Search the data below for the string "with". Extract every line that contains it.

══ Extracted data

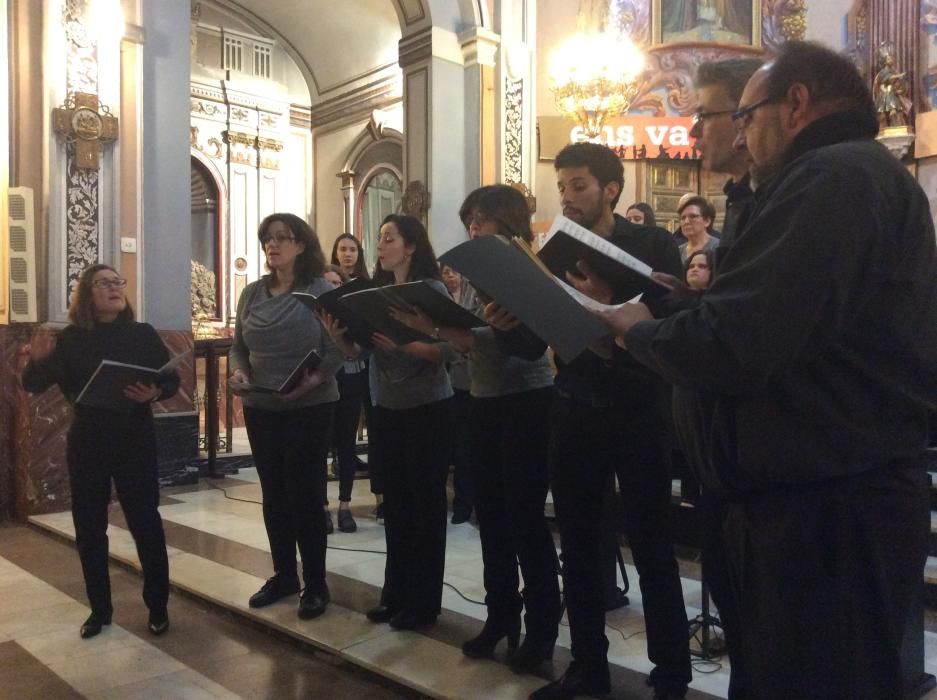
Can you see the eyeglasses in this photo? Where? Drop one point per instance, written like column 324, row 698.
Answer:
column 700, row 116
column 278, row 239
column 743, row 117
column 113, row 283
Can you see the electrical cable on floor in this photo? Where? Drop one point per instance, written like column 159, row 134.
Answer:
column 340, row 549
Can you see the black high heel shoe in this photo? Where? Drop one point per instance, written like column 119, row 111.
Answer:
column 483, row 646
column 531, row 654
column 94, row 623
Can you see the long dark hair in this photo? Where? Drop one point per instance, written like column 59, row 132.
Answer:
column 423, row 264
column 360, row 270
column 81, row 309
column 505, row 206
column 311, row 262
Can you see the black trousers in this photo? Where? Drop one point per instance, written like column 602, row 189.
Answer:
column 290, row 449
column 509, row 467
column 129, row 458
column 461, row 451
column 413, row 450
column 586, row 445
column 352, row 389
column 822, row 577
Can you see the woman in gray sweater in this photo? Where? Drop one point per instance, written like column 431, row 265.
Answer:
column 289, row 433
column 412, row 396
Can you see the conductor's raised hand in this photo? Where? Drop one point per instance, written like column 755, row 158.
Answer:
column 500, row 318
column 589, row 283
column 311, row 379
column 141, row 393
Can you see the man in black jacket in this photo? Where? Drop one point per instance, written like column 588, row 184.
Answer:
column 818, row 341
column 610, row 416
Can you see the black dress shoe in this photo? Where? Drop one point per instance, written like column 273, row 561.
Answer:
column 94, row 623
column 495, row 629
column 159, row 622
column 405, row 620
column 531, row 654
column 460, row 515
column 276, row 587
column 346, row 521
column 313, row 602
column 576, row 681
column 381, row 613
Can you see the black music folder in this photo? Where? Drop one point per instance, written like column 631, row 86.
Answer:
column 309, row 362
column 567, row 243
column 105, row 388
column 510, row 273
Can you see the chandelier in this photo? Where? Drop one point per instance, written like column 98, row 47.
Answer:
column 595, row 76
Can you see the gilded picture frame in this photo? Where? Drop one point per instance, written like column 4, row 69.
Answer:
column 722, row 22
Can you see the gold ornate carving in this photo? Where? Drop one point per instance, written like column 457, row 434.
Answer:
column 416, row 199
column 88, row 124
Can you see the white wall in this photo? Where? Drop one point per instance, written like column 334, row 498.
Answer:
column 166, row 236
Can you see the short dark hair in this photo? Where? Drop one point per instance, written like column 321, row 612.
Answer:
column 311, row 262
column 508, row 208
column 830, row 77
column 423, row 263
column 602, row 162
column 732, row 74
column 650, row 219
column 360, row 269
column 81, row 309
column 705, row 206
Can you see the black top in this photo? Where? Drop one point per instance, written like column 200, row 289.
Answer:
column 818, row 338
column 78, row 353
column 622, row 381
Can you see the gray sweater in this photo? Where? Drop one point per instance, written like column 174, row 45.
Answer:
column 271, row 337
column 492, row 371
column 400, row 381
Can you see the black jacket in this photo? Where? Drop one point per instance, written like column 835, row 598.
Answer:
column 818, row 339
column 622, row 380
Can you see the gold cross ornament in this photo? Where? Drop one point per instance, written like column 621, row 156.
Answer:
column 82, row 120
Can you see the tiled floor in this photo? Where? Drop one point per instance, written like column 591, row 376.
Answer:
column 219, row 553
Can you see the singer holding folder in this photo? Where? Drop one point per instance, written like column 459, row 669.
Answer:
column 102, row 327
column 289, row 433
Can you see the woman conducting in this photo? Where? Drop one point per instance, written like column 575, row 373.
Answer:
column 102, row 327
column 289, row 433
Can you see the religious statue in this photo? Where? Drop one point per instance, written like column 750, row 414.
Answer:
column 890, row 89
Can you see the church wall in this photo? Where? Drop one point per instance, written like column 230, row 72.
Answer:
column 166, row 235
column 331, row 148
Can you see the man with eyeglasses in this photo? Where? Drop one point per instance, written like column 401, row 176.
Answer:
column 818, row 343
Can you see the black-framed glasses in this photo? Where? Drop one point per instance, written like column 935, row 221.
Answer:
column 114, row 283
column 279, row 239
column 743, row 117
column 699, row 116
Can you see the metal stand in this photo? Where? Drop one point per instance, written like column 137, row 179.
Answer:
column 701, row 628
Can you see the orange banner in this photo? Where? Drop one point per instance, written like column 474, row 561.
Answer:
column 632, row 138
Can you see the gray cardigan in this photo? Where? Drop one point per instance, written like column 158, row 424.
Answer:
column 272, row 334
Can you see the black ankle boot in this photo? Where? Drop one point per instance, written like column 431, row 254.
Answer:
column 531, row 654
column 495, row 629
column 94, row 623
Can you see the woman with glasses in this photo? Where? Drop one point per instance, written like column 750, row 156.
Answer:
column 102, row 327
column 697, row 215
column 289, row 433
column 412, row 397
column 511, row 385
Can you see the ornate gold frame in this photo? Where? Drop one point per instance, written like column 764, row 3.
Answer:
column 657, row 30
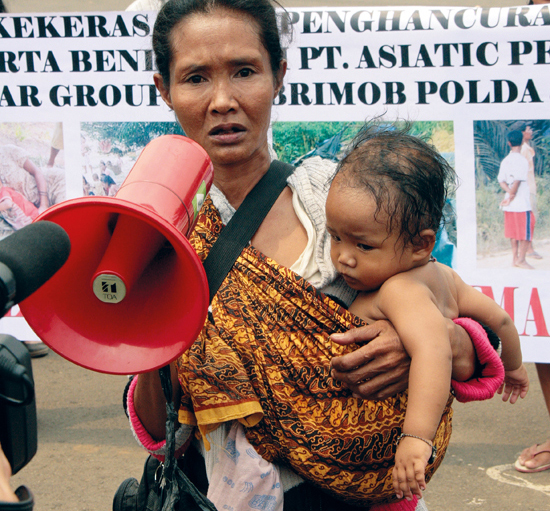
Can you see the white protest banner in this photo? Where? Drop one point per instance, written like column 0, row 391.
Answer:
column 464, row 76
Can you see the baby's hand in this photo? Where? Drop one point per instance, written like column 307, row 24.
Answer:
column 411, row 459
column 516, row 384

════

◆ Answer for this exercise ◆
Can you see the man with eyeglasses in this photo? Where? Drop one point per instance, written like column 401, row 176.
Can you see the woman with glasses in this photo? Where? Drop one point per instance, written like column 750, row 156.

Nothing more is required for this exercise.